RECORDS:
========================================================================

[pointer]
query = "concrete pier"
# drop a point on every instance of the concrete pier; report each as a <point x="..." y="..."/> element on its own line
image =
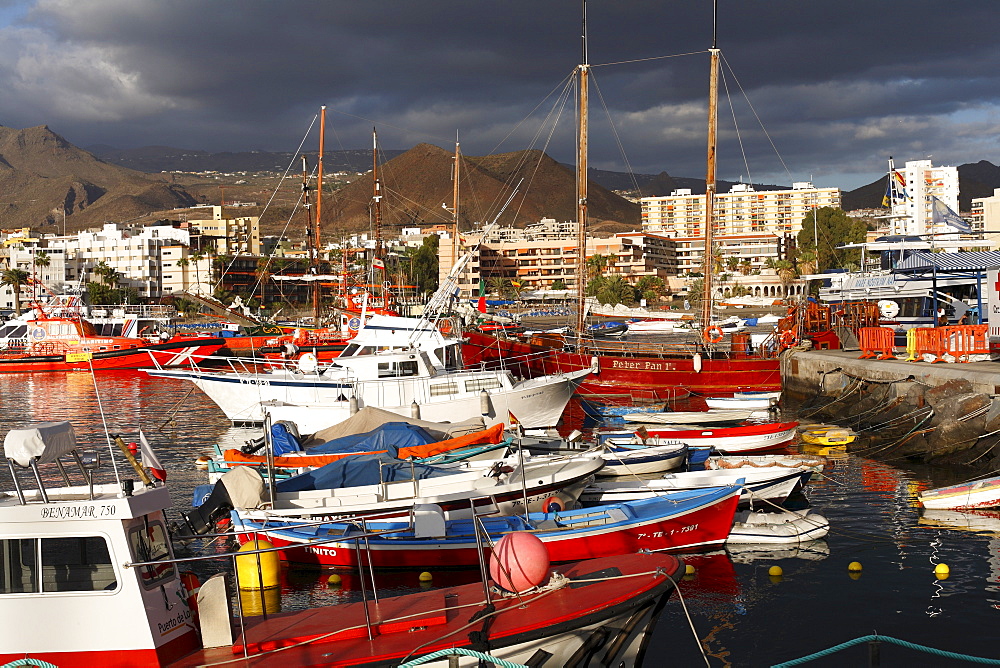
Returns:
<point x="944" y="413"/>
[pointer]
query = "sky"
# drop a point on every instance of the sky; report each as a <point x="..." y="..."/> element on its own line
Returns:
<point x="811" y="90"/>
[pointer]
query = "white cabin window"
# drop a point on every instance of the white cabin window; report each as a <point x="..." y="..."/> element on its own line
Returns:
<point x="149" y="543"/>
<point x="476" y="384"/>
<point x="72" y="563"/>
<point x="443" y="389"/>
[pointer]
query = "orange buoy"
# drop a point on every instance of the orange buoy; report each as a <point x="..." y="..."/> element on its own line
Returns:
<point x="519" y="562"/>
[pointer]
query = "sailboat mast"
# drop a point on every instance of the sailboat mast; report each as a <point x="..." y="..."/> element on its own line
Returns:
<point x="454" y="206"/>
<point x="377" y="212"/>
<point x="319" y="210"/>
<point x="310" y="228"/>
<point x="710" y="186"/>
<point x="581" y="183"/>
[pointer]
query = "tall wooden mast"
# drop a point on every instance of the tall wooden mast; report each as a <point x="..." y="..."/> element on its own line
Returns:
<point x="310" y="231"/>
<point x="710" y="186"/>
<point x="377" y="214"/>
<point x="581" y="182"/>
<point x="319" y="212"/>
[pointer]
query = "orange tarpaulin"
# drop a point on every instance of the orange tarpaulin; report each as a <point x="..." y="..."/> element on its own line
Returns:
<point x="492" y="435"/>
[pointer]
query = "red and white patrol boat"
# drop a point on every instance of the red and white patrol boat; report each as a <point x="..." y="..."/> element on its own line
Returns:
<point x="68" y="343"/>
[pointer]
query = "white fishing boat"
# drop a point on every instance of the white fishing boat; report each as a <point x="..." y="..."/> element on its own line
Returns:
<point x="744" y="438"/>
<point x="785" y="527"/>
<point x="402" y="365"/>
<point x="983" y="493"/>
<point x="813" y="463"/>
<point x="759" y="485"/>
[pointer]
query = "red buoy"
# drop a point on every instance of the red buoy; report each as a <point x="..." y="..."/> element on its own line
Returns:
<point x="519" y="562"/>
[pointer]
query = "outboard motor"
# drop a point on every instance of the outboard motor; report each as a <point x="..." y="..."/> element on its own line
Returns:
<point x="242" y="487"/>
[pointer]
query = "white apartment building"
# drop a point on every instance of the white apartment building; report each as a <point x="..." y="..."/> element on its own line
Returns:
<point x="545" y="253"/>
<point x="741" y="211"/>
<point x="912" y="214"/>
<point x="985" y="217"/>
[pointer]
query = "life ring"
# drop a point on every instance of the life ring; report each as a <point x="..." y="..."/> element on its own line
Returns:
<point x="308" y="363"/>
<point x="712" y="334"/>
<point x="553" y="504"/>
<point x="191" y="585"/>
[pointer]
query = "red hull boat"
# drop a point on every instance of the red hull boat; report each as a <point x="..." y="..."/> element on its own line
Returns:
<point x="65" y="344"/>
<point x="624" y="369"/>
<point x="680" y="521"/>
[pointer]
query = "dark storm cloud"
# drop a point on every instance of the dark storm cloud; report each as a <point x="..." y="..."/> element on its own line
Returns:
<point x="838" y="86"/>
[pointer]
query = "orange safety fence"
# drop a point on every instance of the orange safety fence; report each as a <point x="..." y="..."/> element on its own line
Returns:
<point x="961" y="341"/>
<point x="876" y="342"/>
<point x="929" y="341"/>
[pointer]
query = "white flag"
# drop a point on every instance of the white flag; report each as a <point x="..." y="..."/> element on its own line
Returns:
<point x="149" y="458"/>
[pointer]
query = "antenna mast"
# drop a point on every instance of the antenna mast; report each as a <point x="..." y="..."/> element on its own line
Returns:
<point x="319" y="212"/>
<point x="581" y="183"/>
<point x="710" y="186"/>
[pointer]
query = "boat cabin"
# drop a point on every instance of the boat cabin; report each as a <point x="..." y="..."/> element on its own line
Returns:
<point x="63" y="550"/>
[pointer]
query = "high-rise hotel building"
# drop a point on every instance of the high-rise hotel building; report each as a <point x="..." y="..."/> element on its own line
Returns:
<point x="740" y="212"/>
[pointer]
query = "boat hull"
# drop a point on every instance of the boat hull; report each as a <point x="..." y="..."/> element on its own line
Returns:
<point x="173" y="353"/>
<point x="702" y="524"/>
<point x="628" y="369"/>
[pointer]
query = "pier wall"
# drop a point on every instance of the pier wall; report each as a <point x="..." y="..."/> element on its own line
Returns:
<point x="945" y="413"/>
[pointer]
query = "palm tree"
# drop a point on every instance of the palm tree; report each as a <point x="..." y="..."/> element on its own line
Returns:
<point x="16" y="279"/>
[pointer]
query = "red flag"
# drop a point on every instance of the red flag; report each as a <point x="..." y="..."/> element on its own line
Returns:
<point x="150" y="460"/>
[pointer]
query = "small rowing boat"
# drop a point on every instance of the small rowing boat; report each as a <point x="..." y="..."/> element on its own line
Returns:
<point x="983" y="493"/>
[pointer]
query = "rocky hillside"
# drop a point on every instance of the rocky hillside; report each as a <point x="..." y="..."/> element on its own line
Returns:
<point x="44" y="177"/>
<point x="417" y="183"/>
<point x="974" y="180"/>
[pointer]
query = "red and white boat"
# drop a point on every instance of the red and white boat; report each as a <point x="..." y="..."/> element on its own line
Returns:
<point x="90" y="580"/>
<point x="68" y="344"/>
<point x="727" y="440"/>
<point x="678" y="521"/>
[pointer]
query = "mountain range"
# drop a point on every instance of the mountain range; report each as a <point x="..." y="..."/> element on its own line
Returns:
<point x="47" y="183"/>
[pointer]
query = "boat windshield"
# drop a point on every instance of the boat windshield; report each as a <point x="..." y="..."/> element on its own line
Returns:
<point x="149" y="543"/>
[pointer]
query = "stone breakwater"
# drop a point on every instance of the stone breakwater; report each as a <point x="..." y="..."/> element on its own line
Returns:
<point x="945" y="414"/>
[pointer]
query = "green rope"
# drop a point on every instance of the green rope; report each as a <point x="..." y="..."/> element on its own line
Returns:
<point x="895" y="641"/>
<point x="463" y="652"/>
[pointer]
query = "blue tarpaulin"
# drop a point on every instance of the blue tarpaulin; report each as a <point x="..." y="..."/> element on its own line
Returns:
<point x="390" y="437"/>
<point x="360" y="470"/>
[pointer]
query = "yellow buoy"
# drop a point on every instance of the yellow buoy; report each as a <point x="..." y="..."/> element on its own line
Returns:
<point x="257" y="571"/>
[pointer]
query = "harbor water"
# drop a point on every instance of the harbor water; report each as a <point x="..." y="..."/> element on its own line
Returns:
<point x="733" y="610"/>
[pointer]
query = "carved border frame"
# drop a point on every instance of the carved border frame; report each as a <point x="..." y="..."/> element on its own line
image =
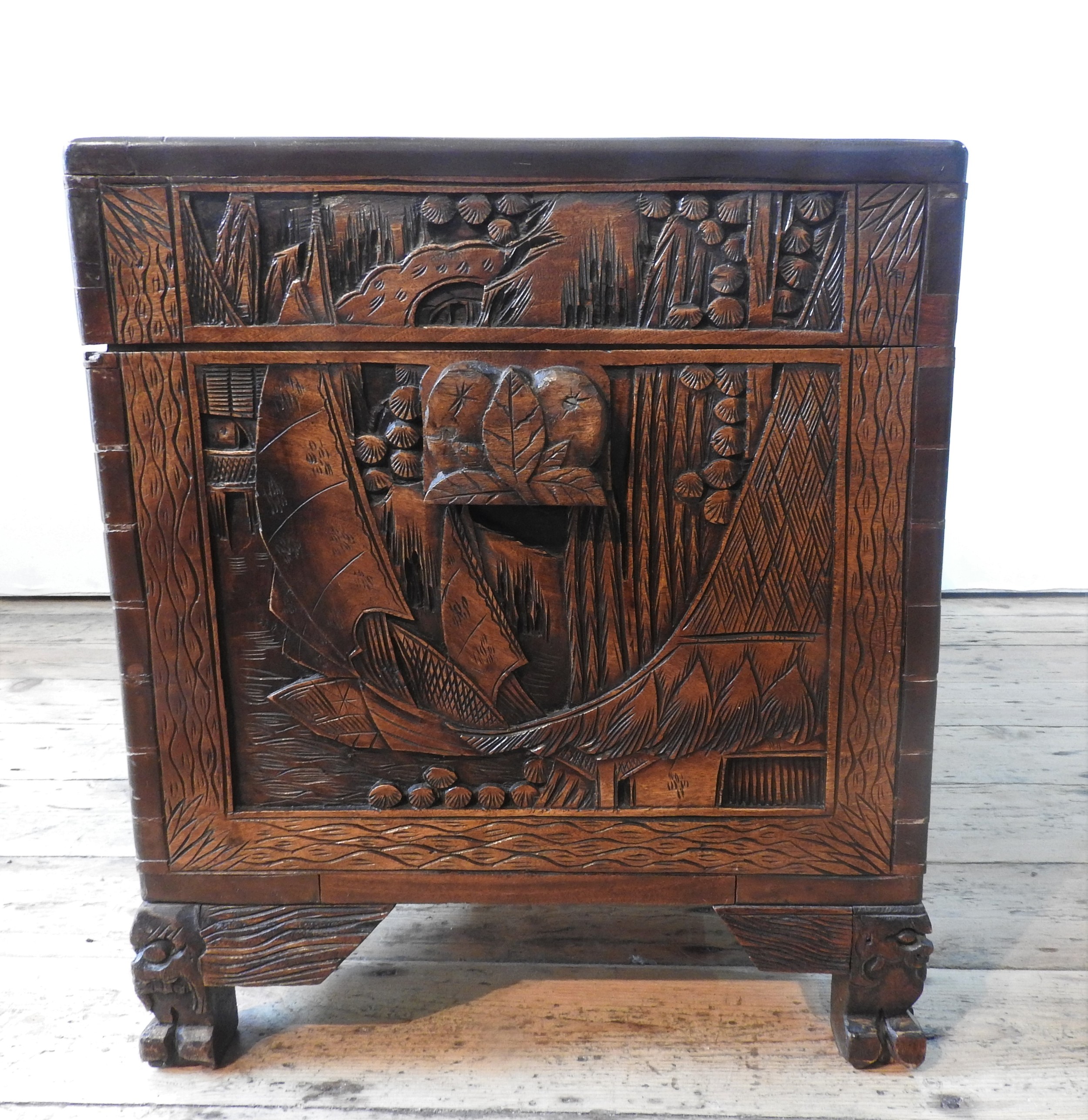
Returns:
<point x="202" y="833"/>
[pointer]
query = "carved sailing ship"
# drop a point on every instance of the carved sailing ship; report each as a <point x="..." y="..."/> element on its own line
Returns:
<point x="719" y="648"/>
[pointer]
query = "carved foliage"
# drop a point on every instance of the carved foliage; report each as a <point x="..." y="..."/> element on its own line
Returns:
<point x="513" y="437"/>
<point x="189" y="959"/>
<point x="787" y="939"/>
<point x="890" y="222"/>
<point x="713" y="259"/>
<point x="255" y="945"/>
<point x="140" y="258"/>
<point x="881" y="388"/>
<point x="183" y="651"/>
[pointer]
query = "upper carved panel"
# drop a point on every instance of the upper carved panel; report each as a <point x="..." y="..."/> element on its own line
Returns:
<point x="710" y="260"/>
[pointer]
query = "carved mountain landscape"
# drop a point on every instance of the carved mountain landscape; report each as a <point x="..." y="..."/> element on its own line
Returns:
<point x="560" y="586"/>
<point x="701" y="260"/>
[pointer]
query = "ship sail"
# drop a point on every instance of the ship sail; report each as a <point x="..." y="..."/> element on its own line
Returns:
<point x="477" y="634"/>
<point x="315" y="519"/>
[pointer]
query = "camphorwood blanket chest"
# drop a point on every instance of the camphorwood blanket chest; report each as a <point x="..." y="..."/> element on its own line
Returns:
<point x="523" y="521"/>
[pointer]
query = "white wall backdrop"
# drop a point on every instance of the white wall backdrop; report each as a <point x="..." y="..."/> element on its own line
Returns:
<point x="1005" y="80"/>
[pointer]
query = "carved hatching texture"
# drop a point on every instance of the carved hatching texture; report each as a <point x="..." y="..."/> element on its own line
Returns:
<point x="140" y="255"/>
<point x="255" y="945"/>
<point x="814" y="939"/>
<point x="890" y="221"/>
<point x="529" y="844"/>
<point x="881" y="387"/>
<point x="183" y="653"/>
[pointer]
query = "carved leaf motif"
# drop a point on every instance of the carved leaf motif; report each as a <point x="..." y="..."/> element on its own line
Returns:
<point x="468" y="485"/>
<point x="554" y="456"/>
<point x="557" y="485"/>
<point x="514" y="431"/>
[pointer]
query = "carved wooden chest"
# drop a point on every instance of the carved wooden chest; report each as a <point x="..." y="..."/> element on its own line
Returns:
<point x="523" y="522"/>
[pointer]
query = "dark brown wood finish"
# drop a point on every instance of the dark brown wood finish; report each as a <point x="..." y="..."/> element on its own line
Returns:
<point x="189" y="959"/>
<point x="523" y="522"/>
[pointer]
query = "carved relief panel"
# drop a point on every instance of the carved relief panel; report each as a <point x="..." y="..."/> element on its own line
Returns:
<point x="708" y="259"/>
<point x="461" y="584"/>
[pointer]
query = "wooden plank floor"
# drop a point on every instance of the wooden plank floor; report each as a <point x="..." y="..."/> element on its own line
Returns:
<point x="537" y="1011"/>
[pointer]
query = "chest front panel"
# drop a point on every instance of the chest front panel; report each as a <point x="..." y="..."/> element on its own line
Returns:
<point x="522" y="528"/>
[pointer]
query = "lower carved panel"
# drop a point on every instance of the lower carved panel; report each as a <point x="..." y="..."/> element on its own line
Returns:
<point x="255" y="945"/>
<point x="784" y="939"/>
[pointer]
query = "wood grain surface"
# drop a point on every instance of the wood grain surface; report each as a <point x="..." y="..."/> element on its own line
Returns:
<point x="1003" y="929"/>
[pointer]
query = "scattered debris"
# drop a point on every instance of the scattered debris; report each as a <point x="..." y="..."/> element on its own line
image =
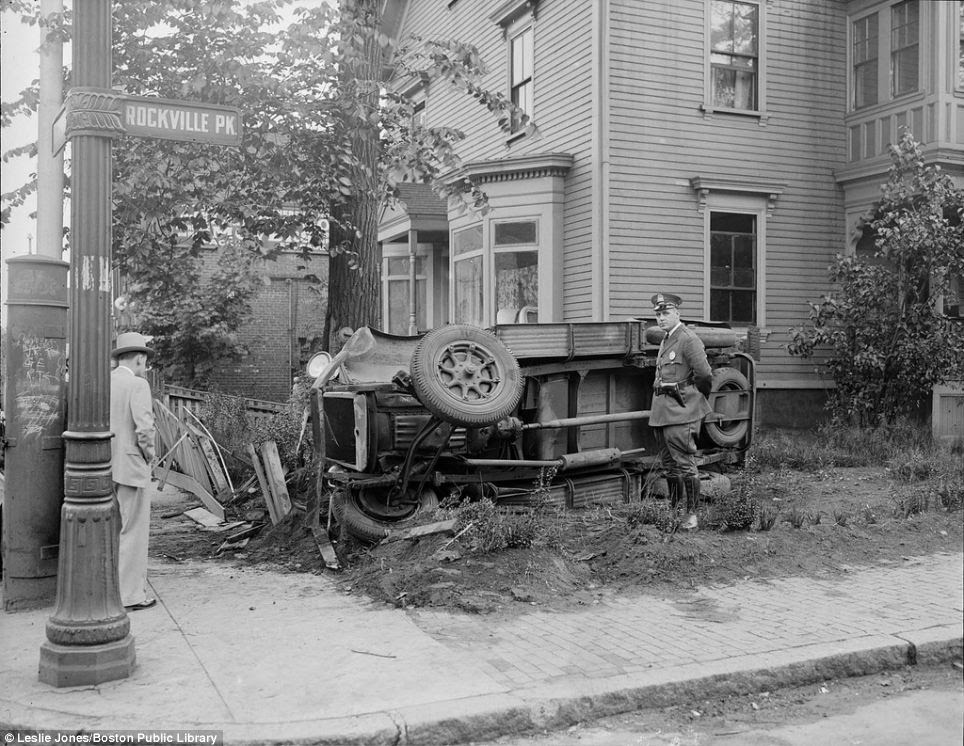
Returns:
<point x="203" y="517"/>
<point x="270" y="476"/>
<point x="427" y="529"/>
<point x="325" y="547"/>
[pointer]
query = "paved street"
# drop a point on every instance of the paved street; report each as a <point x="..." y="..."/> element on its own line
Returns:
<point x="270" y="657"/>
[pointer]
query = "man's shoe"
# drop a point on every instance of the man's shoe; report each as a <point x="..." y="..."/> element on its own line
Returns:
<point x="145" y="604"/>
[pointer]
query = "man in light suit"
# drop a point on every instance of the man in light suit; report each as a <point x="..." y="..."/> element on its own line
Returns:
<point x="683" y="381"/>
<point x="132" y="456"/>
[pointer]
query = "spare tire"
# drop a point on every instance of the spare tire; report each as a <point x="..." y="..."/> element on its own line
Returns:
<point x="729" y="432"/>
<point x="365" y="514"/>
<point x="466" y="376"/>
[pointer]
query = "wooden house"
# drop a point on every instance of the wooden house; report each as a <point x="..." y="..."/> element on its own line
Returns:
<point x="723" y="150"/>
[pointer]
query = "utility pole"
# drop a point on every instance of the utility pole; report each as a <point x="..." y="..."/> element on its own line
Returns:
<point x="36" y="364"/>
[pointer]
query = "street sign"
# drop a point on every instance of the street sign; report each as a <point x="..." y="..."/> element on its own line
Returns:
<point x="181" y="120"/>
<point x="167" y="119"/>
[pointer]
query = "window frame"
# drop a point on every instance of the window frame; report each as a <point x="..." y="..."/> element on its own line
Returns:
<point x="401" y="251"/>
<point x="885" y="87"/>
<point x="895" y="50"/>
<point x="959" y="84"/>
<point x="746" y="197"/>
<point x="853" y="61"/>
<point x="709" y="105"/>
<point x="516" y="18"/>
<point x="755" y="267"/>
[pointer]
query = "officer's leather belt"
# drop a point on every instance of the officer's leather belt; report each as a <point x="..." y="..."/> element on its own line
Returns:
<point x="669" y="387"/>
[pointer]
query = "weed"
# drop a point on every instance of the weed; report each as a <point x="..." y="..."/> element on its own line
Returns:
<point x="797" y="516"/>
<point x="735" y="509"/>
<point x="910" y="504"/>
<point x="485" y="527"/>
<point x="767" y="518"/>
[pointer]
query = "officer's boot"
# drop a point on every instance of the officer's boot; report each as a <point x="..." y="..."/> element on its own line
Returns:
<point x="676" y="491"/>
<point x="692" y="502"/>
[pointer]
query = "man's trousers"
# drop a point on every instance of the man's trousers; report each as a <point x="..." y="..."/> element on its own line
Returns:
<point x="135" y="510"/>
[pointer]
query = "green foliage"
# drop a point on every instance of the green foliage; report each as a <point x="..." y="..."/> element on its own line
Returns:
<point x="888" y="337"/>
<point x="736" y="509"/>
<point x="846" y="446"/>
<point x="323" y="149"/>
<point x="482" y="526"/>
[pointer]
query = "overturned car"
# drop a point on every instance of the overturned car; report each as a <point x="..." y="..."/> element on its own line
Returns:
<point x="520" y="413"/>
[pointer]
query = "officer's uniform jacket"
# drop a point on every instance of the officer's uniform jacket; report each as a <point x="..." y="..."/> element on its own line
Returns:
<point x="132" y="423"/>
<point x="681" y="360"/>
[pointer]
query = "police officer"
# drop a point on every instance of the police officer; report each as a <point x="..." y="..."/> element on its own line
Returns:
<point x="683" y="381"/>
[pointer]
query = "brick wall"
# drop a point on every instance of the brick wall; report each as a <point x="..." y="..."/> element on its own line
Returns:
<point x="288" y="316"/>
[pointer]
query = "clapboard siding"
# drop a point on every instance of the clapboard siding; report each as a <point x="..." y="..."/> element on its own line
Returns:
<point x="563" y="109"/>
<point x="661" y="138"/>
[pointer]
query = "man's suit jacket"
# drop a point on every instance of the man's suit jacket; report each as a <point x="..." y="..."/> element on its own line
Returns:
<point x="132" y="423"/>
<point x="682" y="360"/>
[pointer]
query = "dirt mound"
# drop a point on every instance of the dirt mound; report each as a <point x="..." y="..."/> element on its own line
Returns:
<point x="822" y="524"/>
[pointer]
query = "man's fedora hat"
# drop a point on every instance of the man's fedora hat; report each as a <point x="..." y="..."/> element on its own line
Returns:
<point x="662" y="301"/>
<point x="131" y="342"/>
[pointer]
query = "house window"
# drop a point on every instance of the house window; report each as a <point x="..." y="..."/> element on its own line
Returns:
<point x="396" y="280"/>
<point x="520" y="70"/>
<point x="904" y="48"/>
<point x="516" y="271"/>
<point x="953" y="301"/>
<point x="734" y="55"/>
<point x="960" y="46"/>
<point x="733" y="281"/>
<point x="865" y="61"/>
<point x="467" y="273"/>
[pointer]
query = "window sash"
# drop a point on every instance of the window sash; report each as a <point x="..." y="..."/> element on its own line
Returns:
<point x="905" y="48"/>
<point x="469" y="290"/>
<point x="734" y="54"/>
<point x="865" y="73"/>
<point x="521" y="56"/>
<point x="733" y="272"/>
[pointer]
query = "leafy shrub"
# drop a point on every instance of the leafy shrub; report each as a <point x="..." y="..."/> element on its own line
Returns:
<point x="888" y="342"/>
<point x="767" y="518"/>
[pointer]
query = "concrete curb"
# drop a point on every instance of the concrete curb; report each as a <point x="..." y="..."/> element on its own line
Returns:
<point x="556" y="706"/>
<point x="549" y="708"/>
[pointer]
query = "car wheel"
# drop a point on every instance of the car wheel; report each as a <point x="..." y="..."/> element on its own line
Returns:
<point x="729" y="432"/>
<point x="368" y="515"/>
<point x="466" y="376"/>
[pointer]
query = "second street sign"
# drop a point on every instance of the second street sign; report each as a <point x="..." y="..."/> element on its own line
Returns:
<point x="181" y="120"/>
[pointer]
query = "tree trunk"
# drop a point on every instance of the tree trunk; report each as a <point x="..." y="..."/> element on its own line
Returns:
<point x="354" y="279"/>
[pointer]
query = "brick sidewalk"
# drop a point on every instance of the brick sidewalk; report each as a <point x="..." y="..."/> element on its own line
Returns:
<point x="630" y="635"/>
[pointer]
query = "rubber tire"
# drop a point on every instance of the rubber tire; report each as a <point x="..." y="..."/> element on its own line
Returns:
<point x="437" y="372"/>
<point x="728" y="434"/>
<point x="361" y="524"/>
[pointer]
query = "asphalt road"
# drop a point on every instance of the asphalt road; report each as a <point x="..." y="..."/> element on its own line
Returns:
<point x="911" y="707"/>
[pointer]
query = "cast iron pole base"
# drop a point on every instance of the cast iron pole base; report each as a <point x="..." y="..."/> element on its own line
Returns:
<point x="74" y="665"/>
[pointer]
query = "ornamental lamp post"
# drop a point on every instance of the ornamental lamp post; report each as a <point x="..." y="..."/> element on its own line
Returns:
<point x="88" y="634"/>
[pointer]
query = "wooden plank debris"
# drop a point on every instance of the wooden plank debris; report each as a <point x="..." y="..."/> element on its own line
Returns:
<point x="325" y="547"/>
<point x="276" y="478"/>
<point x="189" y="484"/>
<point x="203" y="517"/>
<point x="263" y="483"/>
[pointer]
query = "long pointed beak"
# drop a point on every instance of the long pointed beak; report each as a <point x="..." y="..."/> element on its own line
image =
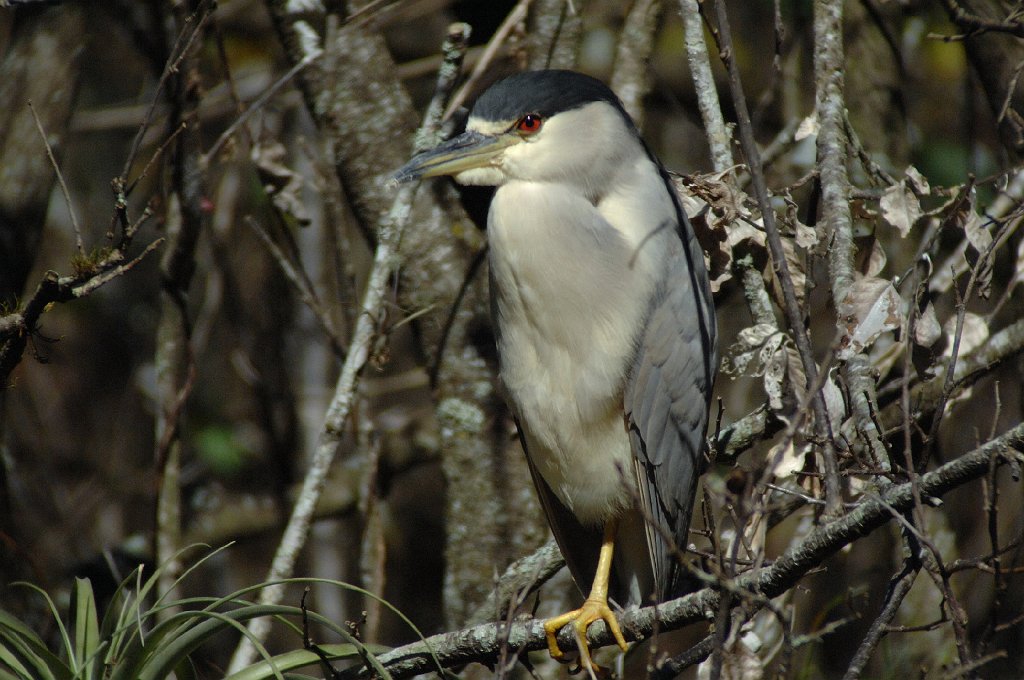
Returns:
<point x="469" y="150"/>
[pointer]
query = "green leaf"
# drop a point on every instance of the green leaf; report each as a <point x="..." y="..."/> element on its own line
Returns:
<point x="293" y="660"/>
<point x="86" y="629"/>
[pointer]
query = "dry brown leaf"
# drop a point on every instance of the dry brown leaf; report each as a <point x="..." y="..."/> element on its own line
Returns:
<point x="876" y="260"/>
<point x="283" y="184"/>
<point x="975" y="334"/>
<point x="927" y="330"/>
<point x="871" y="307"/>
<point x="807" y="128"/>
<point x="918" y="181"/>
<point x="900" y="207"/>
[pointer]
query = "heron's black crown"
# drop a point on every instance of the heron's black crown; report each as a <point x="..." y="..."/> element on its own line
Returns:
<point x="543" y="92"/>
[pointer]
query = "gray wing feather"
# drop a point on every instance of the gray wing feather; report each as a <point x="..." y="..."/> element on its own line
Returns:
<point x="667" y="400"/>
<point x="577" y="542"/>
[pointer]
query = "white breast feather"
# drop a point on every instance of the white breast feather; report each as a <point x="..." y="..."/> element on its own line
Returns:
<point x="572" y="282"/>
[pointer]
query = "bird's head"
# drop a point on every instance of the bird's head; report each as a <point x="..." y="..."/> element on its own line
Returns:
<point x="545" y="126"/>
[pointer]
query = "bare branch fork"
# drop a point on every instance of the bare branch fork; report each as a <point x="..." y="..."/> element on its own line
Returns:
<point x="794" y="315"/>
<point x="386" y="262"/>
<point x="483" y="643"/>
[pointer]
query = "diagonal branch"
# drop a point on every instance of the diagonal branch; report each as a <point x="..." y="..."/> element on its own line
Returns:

========================================================================

WHAT IS REQUIRED: With the pictures left out, restate word for word every line of the data above, from the first down to the line that contains "# drop a point on every instance of the tall".

RESULT:
[pointer]
query = "concrete pier"
# drop a point on every instance of the concrete pier; report each as a <point x="..." y="..."/> element on its own line
image =
Returns:
<point x="944" y="413"/>
[pointer]
query = "sky"
# drop a point on every instance of the sky; report each as a <point x="..." y="..."/> element on its own line
Returns:
<point x="811" y="90"/>
[pointer]
query = "white cabin window"
# drop a point on every instance of the white cabin window; report each as a <point x="..." y="..."/> element on its own line
Returns:
<point x="149" y="543"/>
<point x="476" y="384"/>
<point x="72" y="563"/>
<point x="443" y="389"/>
[pointer]
query = "orange buoy"
# drop a point on every instance of the orange buoy; report each as a <point x="..." y="..."/> element on its own line
Returns:
<point x="519" y="562"/>
[pointer]
query = "sailboat mast"
# drop a point on every instance of the sailboat mast; report each as a <point x="..." y="..."/> element on its own line
Returns:
<point x="454" y="206"/>
<point x="377" y="212"/>
<point x="319" y="210"/>
<point x="310" y="228"/>
<point x="710" y="186"/>
<point x="581" y="183"/>
[pointer]
query = "tall wooden mast"
# drop a point on every instance of the tall wooden mast; report each as a <point x="..." y="..."/> element on its own line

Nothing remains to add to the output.